Begin

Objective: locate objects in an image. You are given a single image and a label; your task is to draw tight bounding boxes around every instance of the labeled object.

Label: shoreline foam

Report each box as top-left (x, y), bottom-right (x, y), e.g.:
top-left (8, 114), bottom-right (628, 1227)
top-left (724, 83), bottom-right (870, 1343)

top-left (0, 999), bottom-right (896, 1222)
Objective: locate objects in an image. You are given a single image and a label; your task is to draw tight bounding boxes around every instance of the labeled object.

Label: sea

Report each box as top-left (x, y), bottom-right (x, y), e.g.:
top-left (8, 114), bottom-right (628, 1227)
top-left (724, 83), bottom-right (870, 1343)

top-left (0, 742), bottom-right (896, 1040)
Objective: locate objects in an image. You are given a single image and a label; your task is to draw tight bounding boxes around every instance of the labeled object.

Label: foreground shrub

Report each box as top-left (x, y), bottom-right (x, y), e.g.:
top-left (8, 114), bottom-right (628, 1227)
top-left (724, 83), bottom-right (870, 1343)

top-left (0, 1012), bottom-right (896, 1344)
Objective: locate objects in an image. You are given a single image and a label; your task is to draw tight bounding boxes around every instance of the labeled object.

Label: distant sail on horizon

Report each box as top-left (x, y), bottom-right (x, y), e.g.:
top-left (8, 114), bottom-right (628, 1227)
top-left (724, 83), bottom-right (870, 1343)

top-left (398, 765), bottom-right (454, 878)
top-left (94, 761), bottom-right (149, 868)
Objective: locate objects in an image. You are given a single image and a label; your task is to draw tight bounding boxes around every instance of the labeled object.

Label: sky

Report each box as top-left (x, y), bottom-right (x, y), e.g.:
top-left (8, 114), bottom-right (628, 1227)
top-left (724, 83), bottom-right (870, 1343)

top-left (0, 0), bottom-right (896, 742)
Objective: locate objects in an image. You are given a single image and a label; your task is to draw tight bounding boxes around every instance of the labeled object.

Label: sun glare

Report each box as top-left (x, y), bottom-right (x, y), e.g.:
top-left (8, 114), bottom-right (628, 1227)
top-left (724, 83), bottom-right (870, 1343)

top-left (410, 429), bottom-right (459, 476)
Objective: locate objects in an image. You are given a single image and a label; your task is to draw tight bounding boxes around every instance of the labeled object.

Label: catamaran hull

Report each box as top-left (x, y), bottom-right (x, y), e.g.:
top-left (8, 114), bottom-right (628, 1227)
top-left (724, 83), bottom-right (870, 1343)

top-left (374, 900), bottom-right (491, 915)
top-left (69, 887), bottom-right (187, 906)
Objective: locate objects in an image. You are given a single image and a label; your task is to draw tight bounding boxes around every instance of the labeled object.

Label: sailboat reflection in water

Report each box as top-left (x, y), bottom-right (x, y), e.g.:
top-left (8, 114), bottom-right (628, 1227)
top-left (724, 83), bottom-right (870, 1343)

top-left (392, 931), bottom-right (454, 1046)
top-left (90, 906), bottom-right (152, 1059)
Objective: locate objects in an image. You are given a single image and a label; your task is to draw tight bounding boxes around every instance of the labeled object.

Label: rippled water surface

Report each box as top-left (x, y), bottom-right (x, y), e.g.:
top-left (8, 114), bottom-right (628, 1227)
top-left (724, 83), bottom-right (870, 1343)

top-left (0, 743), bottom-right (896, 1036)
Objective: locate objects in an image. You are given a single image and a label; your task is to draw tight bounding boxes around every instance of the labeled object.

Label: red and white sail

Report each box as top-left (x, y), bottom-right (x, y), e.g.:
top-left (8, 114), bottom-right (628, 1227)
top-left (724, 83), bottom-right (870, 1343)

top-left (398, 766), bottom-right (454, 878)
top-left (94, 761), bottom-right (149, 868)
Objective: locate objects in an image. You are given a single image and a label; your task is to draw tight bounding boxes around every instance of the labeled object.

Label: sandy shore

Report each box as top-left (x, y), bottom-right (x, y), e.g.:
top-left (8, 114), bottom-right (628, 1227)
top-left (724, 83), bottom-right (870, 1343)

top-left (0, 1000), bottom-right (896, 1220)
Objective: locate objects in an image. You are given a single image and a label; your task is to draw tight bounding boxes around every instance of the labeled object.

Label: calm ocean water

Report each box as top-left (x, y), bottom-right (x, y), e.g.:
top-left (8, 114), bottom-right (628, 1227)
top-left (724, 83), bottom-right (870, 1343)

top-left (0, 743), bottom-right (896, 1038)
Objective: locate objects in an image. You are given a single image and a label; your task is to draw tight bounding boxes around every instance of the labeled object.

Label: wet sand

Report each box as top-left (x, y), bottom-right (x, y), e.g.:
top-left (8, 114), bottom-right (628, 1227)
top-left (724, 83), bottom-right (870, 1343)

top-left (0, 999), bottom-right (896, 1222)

End

What to work on: Copy out every item above word for word, with each line in its original order.

Answer to this problem:
Objective: locate objects in an image. You are given a single image and a label; your task is to draw tight bounding boxes around every instance of the labeled object.

Label: shoreline foam

Report each box as top-left (x, y), bottom-right (x, y), e.g.:
top-left (8, 114), bottom-right (628, 1227)
top-left (724, 83), bottom-right (870, 1343)

top-left (0, 999), bottom-right (896, 1222)
Objective: locate objects in an image. You are given a single image and a label; your task is to draw tight bounding boxes around every instance of the labeled object.

Label: sea

Report each box as top-left (x, y), bottom-right (x, y), e.g.:
top-left (8, 114), bottom-right (628, 1227)
top-left (724, 83), bottom-right (870, 1343)

top-left (0, 742), bottom-right (896, 1040)
Objective: locate objects in an image. You are given a single image and a label; your task is to draw tight bounding boxes around every instance of the labeled object.

Label: foreground shrub

Report each box as top-left (x, y), bottom-right (x, y), e.g.:
top-left (8, 114), bottom-right (628, 1227)
top-left (724, 83), bottom-right (870, 1343)

top-left (0, 1012), bottom-right (896, 1344)
Objective: locate objects in an image. You are given a single image and a label; your task is to draw tight bounding boxes around every instance of the labeled object.

Label: distant sail on horizon

Report each box as top-left (x, y), bottom-right (x, y), e.g.:
top-left (8, 114), bottom-right (628, 1227)
top-left (724, 83), bottom-right (870, 1343)

top-left (398, 765), bottom-right (454, 878)
top-left (94, 761), bottom-right (149, 868)
Objective: locate objects in an image. You are given a single image and a label; your task is to draw tight bounding boxes around every instance of the labeled object.

Label: sky

Report each box as top-left (x, y), bottom-right (x, y), e.g.:
top-left (8, 114), bottom-right (628, 1227)
top-left (724, 83), bottom-right (870, 1343)

top-left (0, 0), bottom-right (896, 742)
Objective: locate objects in an image. You are given a single image and a label; your task is to draw tight bounding boxes around every instance of the labeled object.

Label: sun glare

Report each box as top-left (x, y), bottom-right (x, y), e.g.:
top-left (8, 114), bottom-right (628, 1227)
top-left (724, 83), bottom-right (870, 1343)

top-left (410, 429), bottom-right (459, 476)
Objective: locate objects in an image. You are given a single image and a label; your task is to draw tight bounding boxes around every instance of the labeled object.

Label: catamaran hull

Report each box as top-left (x, y), bottom-right (x, y), e.g.:
top-left (8, 114), bottom-right (628, 1227)
top-left (724, 83), bottom-right (870, 1343)

top-left (374, 900), bottom-right (491, 915)
top-left (69, 887), bottom-right (187, 906)
Objective: locate objects in an image. You are given a single image and a label; your task is to draw tight bounding boxes around every instance of the labeled object.

Label: sailboat reflection in water

Report each box as top-left (x, y), bottom-right (x, y), e.g.:
top-left (8, 114), bottom-right (628, 1227)
top-left (724, 83), bottom-right (870, 1343)

top-left (392, 931), bottom-right (454, 1046)
top-left (90, 906), bottom-right (152, 1059)
Objective: locate objects in an image. You are given a single image and a label; your task is to draw tight bounding boxes around every instance of the labeled object.

Label: rippled water surface

Report each box as top-left (x, y), bottom-right (x, y), e.g.:
top-left (8, 114), bottom-right (628, 1227)
top-left (724, 83), bottom-right (870, 1343)

top-left (0, 743), bottom-right (896, 1036)
Objective: locate objects in an image. You are given a single image and a label; your task is to draw tight bounding boxes around every instance of the labeled object.

Label: red and white sail

Report each box as top-left (x, y), bottom-right (x, y), e.g.:
top-left (8, 114), bottom-right (628, 1227)
top-left (724, 83), bottom-right (870, 1343)

top-left (398, 766), bottom-right (454, 878)
top-left (94, 761), bottom-right (149, 868)
Objective: locate objects in an image. You are given a single image and a label; your task is to draw tight bounding boxes around every instance of the labeled object.

Label: sandy shore

Report each box as top-left (x, y), bottom-right (x, y), e.g.:
top-left (8, 114), bottom-right (628, 1227)
top-left (724, 83), bottom-right (870, 1343)

top-left (0, 1000), bottom-right (896, 1220)
Objective: locate objects in an image. You are given a single image and a label; your task is to draw tight bounding boxes around every instance of the labeled object.

Label: calm ocean water

Report each box as top-left (x, y), bottom-right (x, y), e.g.:
top-left (8, 114), bottom-right (628, 1227)
top-left (724, 83), bottom-right (870, 1343)

top-left (0, 743), bottom-right (896, 1038)
Objective: locate objects in an image. You are given a single image and a label; your task is to draw tight bounding boxes around every instance of the labeled object.

Label: wet sand

Report each box as top-left (x, y), bottom-right (x, y), e.g.:
top-left (8, 114), bottom-right (628, 1227)
top-left (724, 83), bottom-right (870, 1343)

top-left (0, 999), bottom-right (896, 1222)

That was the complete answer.